Document section:
Content starts

Several literary historians noted similarities that "The Fugitive" had with the unfinished Alexander Pushkin's poem Tazit, published in Sovremennik (under the title "Galub") in the end of 1837. The song of Garun's bride borrows a lot from Selim's song from earlier Lermontov's poem Ismail-Bei.

==Legacy==
The story, expressing sympathy with the native Caucasians' fight against the Imperial Russian troops proved to be popular with Russian revolutionaries. Nikolai Chernyshevsky in the last episodes of his What Is to Be Done? novel quoted the song of Garun's bride.

Vladimir Lenin too was pondering over the true meaning of the words pronounced by one of the poem's characters, "a mourning woman". "She summons Vera Pavlovna and Kirsanovs down into the [revolutionary] underground. That's the meaning [of the song]," the 1917 Revolution leader argued.

Pyotr Lavrov, speaking to members of the Society of Russian Students in Paris who gathered to celebrate Lermontov's 50th anniversary, stressed the relevance of "The Fugitive". "I'd like to believe that an apostate, the one who'd betray the Russian [revolutionary] cause will get the same kind of anger and contempt from all the forward-thinking Russian people as Lermontov's Fugitive received from his people," he said.

Content ends

Given records:
Content starts

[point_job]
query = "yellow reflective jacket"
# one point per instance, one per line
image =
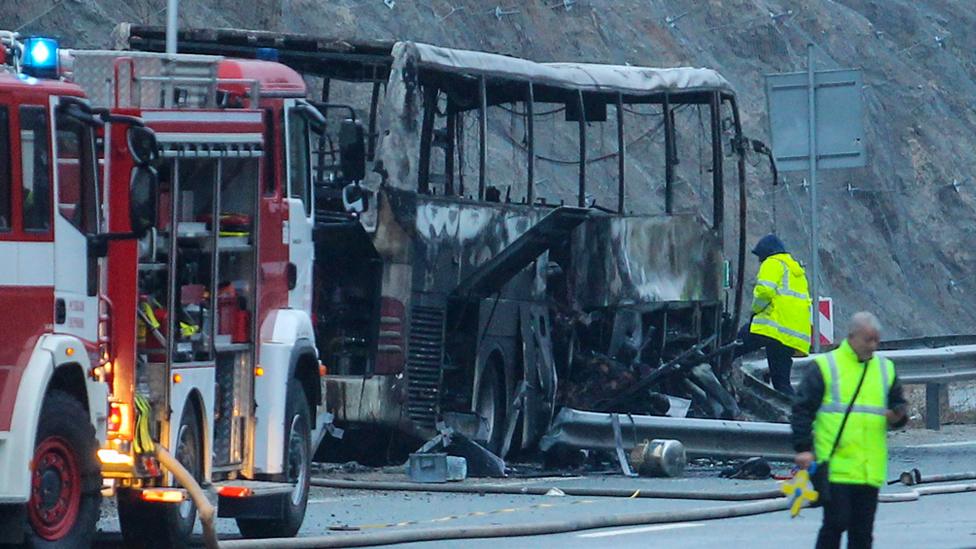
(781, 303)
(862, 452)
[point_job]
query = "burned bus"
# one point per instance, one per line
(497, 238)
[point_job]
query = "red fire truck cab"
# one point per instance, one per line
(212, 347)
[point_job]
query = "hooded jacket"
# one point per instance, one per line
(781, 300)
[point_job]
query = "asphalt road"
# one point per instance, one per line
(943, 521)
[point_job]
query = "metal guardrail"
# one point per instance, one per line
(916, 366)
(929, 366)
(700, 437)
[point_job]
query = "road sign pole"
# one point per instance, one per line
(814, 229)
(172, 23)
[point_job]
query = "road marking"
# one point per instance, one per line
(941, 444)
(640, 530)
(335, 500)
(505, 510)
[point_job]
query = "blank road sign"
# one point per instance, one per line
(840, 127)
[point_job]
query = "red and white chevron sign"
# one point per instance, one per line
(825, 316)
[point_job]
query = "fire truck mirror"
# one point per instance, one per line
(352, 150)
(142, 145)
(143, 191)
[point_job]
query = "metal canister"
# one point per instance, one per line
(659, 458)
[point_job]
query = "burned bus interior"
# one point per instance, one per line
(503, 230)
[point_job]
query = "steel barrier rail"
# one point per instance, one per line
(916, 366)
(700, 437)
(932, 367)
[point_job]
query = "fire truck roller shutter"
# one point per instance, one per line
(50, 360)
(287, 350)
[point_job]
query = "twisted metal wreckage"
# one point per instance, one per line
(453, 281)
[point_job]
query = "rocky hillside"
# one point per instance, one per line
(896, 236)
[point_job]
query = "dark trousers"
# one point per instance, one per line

Content ends
Content starts

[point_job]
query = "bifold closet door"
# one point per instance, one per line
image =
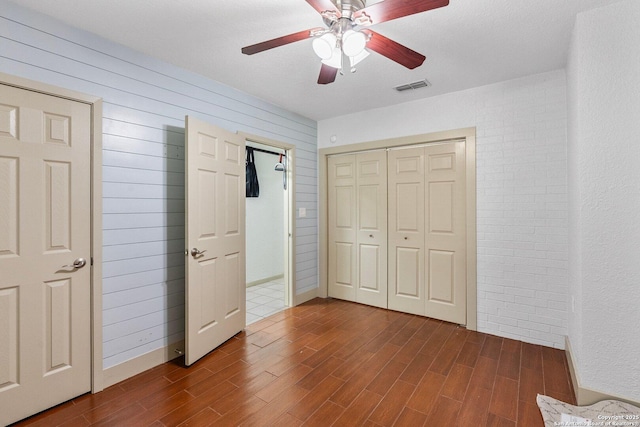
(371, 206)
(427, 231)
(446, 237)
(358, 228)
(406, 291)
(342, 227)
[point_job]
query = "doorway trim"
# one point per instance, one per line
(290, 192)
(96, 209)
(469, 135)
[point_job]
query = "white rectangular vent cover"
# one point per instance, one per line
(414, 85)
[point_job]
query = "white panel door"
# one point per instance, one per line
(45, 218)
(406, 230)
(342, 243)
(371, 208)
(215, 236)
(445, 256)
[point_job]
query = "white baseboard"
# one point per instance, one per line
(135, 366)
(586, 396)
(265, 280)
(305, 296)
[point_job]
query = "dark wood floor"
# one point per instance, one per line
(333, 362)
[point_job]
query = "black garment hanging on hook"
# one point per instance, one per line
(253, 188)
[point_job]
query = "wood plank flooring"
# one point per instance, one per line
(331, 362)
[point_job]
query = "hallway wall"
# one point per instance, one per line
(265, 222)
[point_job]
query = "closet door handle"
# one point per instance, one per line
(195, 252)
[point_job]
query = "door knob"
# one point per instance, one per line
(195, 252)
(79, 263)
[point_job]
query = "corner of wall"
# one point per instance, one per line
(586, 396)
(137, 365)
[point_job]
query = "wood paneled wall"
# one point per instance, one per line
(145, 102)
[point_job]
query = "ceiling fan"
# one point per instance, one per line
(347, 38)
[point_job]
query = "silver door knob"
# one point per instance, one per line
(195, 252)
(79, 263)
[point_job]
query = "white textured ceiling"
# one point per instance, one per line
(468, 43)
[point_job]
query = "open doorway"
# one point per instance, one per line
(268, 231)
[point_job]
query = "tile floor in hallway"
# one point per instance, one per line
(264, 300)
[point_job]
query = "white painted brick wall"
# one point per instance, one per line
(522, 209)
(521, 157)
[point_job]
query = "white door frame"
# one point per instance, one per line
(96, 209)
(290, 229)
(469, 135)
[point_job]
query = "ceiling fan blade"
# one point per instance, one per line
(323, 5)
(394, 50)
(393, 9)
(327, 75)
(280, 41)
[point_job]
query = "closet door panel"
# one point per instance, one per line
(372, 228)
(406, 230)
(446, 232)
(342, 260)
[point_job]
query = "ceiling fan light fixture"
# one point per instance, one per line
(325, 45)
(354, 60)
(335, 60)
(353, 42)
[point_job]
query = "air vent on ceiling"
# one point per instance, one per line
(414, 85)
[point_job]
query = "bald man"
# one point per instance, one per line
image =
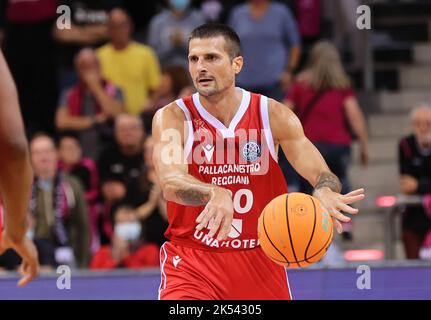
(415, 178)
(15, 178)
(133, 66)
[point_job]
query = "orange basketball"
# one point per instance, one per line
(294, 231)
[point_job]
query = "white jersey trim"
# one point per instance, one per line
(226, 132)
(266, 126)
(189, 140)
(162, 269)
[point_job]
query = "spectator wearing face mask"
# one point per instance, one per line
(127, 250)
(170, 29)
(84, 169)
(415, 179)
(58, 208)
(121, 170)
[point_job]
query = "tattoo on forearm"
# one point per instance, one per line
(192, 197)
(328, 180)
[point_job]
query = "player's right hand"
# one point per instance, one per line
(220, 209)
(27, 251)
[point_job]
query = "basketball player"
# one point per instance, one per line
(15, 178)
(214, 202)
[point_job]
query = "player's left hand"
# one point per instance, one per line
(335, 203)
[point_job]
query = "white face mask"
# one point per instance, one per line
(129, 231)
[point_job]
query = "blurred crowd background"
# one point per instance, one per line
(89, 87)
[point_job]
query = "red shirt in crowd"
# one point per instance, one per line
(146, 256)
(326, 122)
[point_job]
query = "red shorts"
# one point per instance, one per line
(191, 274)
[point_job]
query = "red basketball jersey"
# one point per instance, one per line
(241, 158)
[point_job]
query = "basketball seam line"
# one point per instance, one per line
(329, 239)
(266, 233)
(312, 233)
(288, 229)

Content ends
Content starts

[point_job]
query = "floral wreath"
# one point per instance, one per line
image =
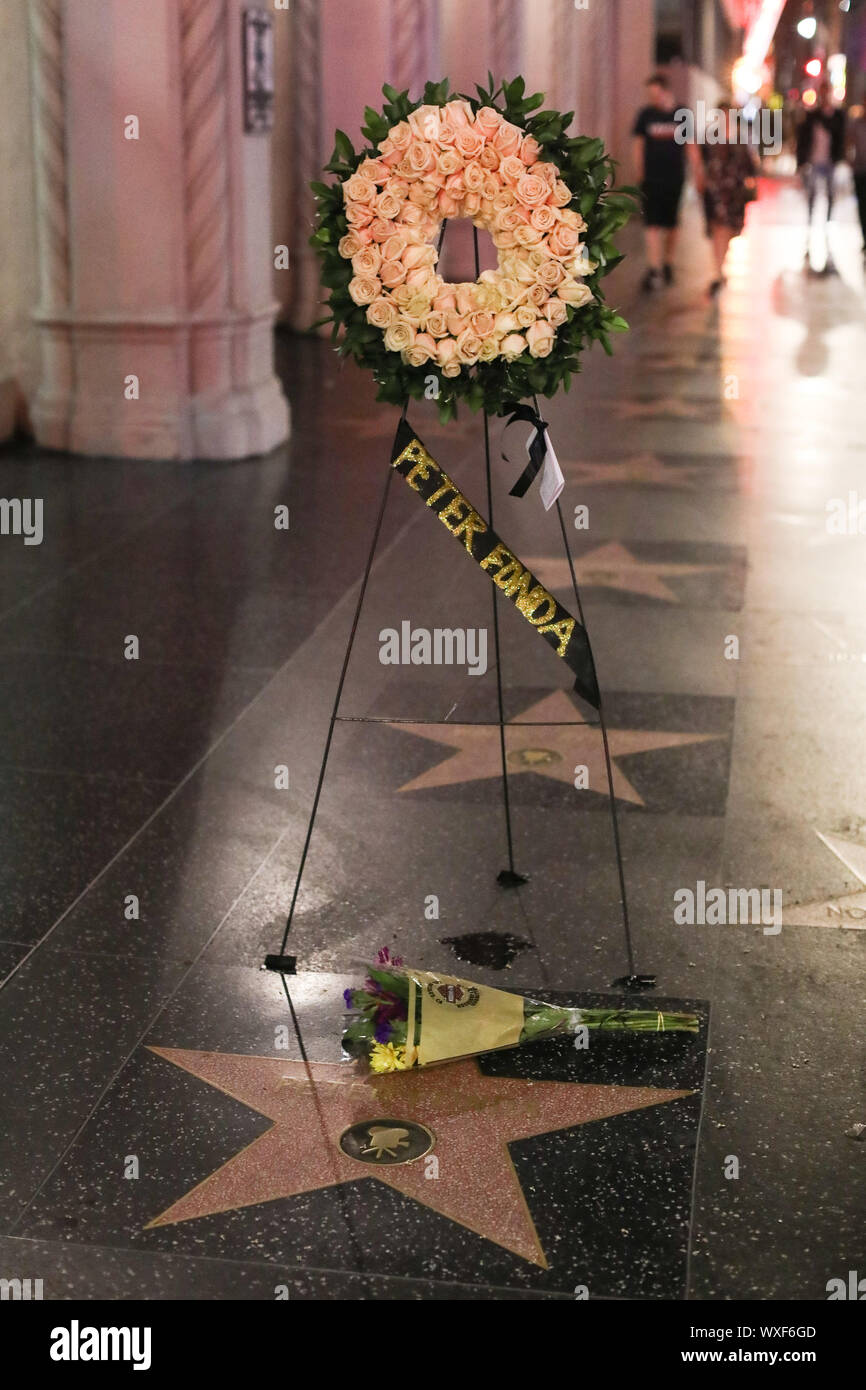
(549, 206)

Content ends

Study questions:
A - In the passage on "The Fugitive," which novel by Nikolai Chernyshevsky quotes the song of Garun's bride in its last episodes?
B - Repeat word for word the part of the passage on "The Fugitive" starting with "Several literary historians" and going on through "of Garun's bride.".

Answers by item:
A - What Is to Be Done?

B -
Several literary historians noted similarities that "The Fugitive" had with the unfinished Alexander Pushkin's poem Tazit, published in Sovremennik (under the title "Galub") in the end of 1837. The song of Garun's bride borrows a lot from Selim's song from earlier Lermontov's poem Ismail-Bei.

==Legacy==
The story, expressing sympathy with the native Caucasians' fight against the Imperial Russian troops proved to be popular with Russian revolutionaries. Nikolai Chernyshevsky in the last episodes of his What Is to Be Done? novel quoted the song of Garun's bride.